• WHAT YOU SHOULD DO:
Substitute "purplish" for "reddish" and give back only the rows that begin at the line containing "Study the photograph above. For every instance of the reddish" and run through the end of the rows, with everything else unchanged.

• PROVIDED DATA:

"""

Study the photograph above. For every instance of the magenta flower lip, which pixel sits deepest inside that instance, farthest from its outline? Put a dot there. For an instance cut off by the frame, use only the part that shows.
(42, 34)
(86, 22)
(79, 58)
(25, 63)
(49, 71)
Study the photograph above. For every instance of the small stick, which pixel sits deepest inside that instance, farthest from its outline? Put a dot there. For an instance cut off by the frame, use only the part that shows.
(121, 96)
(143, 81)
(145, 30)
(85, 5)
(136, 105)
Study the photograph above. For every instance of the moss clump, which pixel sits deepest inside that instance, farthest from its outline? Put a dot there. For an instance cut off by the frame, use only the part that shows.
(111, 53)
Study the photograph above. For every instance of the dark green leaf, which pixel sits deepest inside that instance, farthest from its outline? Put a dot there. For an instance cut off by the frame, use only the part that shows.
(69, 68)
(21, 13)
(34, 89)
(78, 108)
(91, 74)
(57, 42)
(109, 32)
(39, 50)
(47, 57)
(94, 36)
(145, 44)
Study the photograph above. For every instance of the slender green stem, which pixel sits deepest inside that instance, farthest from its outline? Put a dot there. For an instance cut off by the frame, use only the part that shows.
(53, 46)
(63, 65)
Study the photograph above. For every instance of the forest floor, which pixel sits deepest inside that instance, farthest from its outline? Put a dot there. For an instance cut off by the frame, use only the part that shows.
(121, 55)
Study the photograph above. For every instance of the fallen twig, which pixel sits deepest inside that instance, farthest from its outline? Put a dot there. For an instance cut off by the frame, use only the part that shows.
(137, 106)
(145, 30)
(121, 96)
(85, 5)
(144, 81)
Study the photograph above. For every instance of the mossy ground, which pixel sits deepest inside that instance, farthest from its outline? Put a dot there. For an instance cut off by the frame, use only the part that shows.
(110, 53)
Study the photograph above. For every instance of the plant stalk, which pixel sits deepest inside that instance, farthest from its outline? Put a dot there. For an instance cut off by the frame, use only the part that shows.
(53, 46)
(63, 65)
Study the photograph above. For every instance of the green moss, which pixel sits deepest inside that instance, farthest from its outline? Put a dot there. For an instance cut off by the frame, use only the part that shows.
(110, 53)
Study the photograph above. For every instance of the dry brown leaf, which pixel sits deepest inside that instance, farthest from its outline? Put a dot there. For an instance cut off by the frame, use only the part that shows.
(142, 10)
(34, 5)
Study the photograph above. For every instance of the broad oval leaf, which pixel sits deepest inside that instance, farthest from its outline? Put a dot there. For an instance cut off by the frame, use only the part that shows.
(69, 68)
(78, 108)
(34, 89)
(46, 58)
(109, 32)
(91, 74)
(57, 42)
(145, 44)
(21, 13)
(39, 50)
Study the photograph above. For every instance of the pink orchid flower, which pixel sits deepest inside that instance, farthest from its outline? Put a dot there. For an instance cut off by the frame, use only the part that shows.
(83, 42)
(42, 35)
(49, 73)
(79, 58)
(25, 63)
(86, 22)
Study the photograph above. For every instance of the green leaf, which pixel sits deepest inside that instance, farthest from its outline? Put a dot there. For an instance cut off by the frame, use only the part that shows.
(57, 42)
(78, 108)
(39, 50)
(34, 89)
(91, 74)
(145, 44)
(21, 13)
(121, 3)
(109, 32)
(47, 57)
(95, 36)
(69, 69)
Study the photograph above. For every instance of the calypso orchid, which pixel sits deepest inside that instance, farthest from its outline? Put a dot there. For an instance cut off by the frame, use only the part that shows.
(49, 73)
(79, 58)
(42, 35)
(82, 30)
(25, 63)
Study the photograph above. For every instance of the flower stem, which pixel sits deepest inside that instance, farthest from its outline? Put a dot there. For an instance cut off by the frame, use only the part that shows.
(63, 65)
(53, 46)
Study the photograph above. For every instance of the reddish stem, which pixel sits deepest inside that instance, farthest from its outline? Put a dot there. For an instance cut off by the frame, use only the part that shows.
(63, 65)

"""

• EXERCISE OUTPUT:
Study the photograph above. For every instance of the purplish stem, which pixel sits deepest inside that instance, farthest from its outline? Put a dot there. For an instance cut off by the frame, use only the part that shows.
(63, 65)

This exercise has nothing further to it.